### Raw data
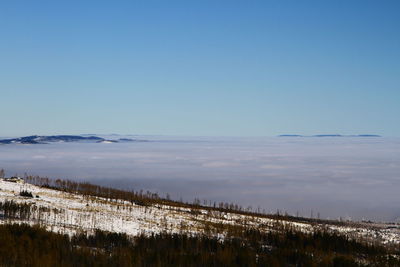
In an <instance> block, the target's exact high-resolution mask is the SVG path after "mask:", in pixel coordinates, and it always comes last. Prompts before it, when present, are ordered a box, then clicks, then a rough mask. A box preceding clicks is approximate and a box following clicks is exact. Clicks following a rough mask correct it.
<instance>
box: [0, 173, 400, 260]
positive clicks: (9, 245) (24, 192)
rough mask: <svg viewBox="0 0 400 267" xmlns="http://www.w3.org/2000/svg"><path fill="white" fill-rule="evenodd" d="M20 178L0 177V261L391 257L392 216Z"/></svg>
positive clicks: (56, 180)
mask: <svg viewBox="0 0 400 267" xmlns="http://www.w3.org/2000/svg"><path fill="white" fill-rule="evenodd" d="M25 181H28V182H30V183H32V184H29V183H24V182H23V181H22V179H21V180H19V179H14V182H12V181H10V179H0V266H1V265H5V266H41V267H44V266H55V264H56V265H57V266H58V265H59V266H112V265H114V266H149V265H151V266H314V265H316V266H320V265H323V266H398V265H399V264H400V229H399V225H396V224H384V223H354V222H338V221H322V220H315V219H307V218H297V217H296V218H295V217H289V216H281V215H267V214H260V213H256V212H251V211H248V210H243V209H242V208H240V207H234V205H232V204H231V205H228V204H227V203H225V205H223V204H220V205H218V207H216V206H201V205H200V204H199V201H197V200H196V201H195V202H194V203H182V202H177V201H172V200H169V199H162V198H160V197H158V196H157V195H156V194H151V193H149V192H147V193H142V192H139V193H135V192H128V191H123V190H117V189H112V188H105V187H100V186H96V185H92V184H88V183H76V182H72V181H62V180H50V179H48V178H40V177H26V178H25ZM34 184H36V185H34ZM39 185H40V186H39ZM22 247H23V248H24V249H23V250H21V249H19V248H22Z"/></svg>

* * *

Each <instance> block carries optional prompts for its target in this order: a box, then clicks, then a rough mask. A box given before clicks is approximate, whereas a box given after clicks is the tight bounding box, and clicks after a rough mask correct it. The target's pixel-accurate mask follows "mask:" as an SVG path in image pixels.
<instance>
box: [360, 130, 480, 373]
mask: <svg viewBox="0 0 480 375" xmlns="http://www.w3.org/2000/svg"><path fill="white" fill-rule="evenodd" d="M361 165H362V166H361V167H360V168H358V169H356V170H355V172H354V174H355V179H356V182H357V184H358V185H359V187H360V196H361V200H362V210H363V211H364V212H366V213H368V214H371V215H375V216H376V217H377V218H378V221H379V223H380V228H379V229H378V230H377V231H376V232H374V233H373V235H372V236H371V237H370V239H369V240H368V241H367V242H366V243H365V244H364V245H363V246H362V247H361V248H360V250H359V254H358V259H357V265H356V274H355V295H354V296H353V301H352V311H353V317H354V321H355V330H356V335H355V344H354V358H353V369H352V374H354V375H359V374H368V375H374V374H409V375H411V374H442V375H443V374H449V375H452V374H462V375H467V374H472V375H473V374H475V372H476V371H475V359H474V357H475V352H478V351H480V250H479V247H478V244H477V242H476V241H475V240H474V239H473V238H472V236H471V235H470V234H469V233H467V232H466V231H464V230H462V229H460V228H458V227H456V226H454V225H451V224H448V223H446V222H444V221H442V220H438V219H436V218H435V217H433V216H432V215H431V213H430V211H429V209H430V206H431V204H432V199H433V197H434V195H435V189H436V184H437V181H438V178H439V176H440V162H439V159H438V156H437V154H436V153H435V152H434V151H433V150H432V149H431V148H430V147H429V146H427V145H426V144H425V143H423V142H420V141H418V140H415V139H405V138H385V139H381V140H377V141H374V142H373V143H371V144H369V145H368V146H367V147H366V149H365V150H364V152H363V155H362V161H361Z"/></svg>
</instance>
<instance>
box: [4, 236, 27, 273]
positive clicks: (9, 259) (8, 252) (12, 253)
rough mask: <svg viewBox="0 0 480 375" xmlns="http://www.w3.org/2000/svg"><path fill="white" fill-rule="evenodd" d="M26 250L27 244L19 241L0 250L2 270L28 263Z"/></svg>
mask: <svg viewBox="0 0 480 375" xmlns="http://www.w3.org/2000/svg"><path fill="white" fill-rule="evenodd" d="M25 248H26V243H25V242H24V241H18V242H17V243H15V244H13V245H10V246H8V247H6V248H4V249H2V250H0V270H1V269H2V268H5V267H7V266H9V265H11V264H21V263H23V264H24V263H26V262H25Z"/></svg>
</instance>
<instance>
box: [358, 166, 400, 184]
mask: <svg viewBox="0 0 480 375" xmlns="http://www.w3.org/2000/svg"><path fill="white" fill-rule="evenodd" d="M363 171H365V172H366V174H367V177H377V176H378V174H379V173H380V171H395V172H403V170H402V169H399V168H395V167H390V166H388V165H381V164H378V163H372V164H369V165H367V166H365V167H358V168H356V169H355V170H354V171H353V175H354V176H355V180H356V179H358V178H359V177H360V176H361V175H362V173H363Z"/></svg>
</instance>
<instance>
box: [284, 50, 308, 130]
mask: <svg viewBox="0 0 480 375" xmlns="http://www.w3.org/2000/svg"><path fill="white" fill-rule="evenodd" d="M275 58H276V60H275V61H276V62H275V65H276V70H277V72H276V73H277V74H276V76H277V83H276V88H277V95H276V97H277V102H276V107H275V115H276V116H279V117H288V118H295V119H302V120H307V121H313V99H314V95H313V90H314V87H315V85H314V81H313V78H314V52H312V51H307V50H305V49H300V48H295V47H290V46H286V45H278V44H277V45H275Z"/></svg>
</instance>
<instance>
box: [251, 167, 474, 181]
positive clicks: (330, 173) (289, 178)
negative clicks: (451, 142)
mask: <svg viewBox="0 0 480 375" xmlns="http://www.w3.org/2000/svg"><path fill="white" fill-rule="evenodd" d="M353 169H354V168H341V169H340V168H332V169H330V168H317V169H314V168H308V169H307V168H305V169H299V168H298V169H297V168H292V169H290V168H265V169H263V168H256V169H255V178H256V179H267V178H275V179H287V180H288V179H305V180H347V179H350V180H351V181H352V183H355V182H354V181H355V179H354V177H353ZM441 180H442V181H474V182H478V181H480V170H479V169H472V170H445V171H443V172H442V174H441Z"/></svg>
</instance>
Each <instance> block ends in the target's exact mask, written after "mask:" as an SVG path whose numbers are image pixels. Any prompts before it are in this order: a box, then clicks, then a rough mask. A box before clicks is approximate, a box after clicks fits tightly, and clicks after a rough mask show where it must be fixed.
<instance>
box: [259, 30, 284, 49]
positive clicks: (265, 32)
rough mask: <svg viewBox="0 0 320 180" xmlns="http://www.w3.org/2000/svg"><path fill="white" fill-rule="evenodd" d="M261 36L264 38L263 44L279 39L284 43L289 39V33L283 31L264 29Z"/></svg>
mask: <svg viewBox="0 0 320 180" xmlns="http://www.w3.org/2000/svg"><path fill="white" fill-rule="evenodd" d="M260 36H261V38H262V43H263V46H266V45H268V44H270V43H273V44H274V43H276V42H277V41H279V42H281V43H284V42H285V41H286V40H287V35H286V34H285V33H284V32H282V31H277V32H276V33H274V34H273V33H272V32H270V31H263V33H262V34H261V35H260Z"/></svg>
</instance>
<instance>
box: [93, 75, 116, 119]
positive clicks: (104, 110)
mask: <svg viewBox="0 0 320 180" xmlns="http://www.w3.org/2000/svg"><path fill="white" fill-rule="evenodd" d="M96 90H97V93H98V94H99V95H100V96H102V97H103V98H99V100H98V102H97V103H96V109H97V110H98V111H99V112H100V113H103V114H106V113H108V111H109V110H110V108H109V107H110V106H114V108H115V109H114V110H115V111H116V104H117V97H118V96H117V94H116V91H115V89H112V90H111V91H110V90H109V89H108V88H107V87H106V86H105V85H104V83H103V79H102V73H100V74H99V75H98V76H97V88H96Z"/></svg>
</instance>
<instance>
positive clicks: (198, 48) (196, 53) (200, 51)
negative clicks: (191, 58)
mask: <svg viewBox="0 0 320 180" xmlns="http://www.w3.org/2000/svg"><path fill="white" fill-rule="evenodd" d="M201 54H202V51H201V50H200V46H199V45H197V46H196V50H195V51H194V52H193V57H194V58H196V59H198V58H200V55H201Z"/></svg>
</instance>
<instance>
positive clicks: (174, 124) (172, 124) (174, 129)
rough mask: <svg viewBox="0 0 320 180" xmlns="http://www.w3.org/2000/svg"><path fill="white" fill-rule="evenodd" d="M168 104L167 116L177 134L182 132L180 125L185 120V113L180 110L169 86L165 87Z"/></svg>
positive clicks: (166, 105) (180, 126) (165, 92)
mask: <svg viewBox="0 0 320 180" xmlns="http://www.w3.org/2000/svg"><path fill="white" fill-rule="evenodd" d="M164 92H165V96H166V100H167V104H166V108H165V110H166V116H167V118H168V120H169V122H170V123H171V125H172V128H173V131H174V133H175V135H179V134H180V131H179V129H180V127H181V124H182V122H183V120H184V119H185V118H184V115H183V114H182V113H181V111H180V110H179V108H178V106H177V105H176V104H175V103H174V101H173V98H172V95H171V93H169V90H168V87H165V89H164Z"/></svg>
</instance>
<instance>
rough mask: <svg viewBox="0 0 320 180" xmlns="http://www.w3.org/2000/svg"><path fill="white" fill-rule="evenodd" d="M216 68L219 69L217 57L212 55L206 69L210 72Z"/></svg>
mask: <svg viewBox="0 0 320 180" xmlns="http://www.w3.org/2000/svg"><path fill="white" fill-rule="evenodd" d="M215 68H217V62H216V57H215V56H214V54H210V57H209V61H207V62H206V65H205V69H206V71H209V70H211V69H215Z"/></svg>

---

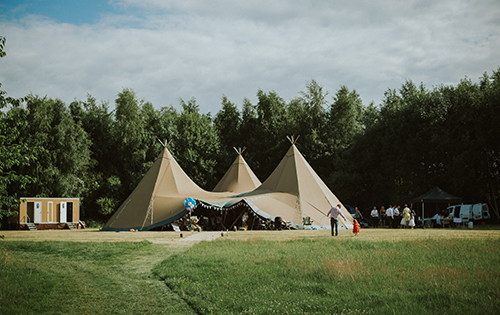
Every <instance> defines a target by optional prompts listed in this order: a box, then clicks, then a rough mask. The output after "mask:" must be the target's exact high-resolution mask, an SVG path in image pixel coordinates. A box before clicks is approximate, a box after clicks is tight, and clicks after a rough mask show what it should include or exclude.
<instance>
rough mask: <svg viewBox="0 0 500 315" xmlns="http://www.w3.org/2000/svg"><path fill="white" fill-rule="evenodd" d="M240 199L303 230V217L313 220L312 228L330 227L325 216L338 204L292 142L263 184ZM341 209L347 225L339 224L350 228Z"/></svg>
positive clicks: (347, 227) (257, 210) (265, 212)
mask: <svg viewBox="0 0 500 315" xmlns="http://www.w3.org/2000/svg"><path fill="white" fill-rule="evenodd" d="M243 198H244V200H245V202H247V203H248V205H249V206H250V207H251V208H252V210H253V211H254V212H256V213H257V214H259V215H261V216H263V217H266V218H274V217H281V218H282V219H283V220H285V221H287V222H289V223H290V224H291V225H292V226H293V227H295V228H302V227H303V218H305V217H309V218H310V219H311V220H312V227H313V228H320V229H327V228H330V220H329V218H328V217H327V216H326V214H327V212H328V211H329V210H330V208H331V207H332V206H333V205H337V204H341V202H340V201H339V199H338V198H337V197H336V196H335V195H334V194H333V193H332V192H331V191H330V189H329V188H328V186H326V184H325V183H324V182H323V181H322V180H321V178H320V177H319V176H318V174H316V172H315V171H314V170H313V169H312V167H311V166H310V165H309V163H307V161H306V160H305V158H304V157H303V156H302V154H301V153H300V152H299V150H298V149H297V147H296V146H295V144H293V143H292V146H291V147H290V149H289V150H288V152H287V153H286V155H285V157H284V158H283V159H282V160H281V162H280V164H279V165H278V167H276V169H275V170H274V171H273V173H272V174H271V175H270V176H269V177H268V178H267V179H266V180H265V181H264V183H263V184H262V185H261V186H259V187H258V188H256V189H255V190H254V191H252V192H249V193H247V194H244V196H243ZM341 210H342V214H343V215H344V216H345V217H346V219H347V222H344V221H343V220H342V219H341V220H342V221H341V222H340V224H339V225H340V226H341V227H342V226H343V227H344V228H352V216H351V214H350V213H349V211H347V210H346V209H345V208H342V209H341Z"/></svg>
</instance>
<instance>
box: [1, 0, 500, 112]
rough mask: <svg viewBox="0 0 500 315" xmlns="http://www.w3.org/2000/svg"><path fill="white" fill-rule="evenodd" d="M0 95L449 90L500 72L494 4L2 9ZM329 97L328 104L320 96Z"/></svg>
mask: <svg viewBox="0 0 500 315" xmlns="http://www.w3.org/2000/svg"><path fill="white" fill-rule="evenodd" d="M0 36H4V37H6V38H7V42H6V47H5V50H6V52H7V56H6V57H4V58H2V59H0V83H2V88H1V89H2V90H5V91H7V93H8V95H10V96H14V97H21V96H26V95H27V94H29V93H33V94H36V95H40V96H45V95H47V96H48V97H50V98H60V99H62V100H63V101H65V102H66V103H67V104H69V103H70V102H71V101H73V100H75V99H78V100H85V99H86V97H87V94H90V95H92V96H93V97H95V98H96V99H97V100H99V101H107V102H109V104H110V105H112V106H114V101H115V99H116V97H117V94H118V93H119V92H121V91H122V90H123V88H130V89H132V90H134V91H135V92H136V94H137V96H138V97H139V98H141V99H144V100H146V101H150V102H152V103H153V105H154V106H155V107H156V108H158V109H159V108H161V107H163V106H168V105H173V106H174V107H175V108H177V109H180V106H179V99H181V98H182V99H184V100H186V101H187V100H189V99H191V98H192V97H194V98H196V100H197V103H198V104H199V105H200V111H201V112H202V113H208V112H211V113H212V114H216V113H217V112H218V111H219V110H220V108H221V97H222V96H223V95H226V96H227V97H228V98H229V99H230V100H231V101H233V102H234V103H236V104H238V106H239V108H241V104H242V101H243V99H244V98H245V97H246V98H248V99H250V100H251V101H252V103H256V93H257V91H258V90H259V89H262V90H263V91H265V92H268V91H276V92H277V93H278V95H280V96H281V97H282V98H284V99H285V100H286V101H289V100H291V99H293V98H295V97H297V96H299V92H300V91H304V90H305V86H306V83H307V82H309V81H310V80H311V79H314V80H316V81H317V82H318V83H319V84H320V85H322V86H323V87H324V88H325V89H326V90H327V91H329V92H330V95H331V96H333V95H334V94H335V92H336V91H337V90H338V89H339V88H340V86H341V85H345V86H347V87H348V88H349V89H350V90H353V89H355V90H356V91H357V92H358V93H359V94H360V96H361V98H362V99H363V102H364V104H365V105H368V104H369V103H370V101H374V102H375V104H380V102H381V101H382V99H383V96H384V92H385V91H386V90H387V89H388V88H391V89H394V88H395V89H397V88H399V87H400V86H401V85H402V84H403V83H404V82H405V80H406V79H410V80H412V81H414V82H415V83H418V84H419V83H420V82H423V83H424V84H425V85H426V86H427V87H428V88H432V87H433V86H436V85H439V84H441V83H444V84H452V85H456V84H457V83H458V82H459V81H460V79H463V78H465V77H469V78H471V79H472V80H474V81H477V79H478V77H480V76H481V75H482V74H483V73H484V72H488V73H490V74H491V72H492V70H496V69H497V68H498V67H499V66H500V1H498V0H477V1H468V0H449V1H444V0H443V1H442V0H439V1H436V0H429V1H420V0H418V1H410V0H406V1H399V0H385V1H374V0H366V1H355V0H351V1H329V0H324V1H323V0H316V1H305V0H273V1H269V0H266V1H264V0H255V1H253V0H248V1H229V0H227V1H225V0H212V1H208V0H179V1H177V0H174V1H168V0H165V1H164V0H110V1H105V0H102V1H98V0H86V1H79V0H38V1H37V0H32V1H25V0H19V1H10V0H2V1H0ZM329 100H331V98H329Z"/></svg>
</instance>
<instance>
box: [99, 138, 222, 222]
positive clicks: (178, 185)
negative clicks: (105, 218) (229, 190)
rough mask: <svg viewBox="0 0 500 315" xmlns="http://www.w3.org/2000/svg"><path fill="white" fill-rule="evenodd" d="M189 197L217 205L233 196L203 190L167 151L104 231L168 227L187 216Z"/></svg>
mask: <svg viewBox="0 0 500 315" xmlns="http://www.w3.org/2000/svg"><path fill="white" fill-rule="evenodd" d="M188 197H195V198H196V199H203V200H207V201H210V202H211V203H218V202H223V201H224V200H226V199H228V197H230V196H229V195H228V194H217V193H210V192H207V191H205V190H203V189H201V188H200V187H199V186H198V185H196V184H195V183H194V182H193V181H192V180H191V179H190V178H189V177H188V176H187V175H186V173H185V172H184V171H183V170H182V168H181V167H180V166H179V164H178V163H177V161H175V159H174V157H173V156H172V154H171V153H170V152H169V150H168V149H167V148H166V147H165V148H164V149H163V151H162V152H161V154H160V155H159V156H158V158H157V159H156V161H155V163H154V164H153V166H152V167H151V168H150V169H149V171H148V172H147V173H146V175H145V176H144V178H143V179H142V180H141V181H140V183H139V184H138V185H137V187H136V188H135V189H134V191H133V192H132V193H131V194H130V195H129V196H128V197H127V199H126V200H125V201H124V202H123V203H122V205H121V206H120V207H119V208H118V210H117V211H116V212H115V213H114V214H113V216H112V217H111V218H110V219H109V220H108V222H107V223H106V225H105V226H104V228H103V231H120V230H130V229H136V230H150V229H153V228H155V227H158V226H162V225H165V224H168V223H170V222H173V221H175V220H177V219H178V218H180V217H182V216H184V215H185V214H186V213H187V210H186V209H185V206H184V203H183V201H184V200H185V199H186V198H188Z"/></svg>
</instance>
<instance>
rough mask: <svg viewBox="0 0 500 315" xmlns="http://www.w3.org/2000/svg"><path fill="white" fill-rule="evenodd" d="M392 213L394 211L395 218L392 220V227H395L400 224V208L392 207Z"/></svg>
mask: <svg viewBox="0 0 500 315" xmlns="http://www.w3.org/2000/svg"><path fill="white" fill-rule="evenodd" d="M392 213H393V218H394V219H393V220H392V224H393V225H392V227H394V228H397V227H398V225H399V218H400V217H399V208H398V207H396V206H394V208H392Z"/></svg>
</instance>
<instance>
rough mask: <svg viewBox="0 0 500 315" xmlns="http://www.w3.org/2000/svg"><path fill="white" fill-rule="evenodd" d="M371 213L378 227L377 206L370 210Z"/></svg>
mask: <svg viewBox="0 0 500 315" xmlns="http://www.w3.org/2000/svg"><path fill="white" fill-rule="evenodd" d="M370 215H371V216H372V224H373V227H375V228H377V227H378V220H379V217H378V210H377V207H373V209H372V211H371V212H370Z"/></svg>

### Task prompt
List every line above that holds the word "coordinates".

### Answer space
In an <instance> block, the target's exact high-resolution mask is the SVG path after "mask:", in pixel coordinates, and it always comes last. Prompts before it, when present, are ordered a box, then clicks, then a rough mask. A box preceding clicks is approximate and a box following clicks is exact. Clicks following a rough mask correct it.
Every <instance> defines a target by optional prompts listed in this order: a box, then clicks, then a rough mask. The output after "mask:" must be the target's exact high-resolution mask, an SVG path in image pixel coordinates. A box before clicks is approximate, a box after clicks is tight, and clicks after a rough mask show what it should include or exclude.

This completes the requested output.